Problem to work on: In the blog post below about a Halloween ninja costume, what price does the writer give for the costume?

Nerdygirl.com You know, for dorks.


Hooker, or ninja? I can't tell.

Ninja?  Really?
Who the hell can do sneaky ninja stuff in those shoes?

I'm guessing this costume is on sale for a reason. What kind of ninja wears something like that? Clearly, I'm missing something. Clearly, the idea for Halloween is no longer to dress up so that you look like a recognizable character or wear a clever disguise. Now, apparently, the idea is to find a street corner and make a few extra bucks. (Unless, of course, you're a guy, and then you pretty much get to wear whatever you want.)

Apparently, the trend is pervasive, according to an article (subscription required) in the Fashion section of the New York Times.

"The trend is so pervasive it has been written about by college students in campus newspapers, and Carlos Mencia, the comedian, jokes that Halloween should now be called Dress-Like-a-Whore Day." (Emphasis mine.)

Fellas, I'm sure this is a trend that benefits you, and I've certainly worn short skirts on Halloween myself from time to time. But when we get to the point where women feel like they need killer abs to dress up like a ninja, it just seems less fun somehow.

Then again, it's only $28.99 for that costume. It'll pay for itself in no time.


Comments

Thursday, October 19, 2006
howdy
This outfit would be perfect for a fashion suicide bomber. Just wear it over a pastel sweat suit with sheep skin slippers, stow the $1.99 nunchucks in a leopard print fanny pack and don a vinyl Australian outback hat with on side turned up.
Thursday, October 19, 2006
No self-respecting ninja would be caught dead in that travesty. The platinum blonde hair would give her away anyway, but even if it didn't, neon yellow is not exactly conducive to hiding in shadows.

And then there are the gleaming white legs! Bunch of crap.
Thursday, October 19, 2006
particleman
is she included with the costume? someone had to ask.
Friday, October 20, 2006
Oh my god, a hooker ninja?? That's like my number one fantasy.

She can stalk me any time.
Friday, October 20, 2006
Seriously, Indian Stallion. You're just walking down the street, minding your own business, when suddenly—a blur from the shadows! Knocked off balance, reeling into a dark alley, and before you know what's what, Hooker Ninja is sexing you up!
Friday, October 20, 2006
You should ask the Ninja about that (askaninja@gmail.com).

LOL @ Josh - they do that all the time, to get women to slap the crap out of their husbands in the street. They're secretly filming it, and it will end up on YouTube.
Friday, October 20, 2006
i wanna see some pasty 400lb tatted biker in that. now that's a halloween costume that'll scare the kiddies.

Data lines:

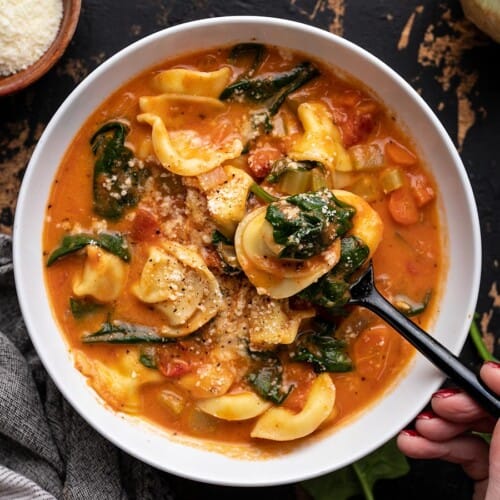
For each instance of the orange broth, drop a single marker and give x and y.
(409, 259)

Full answer: $28.99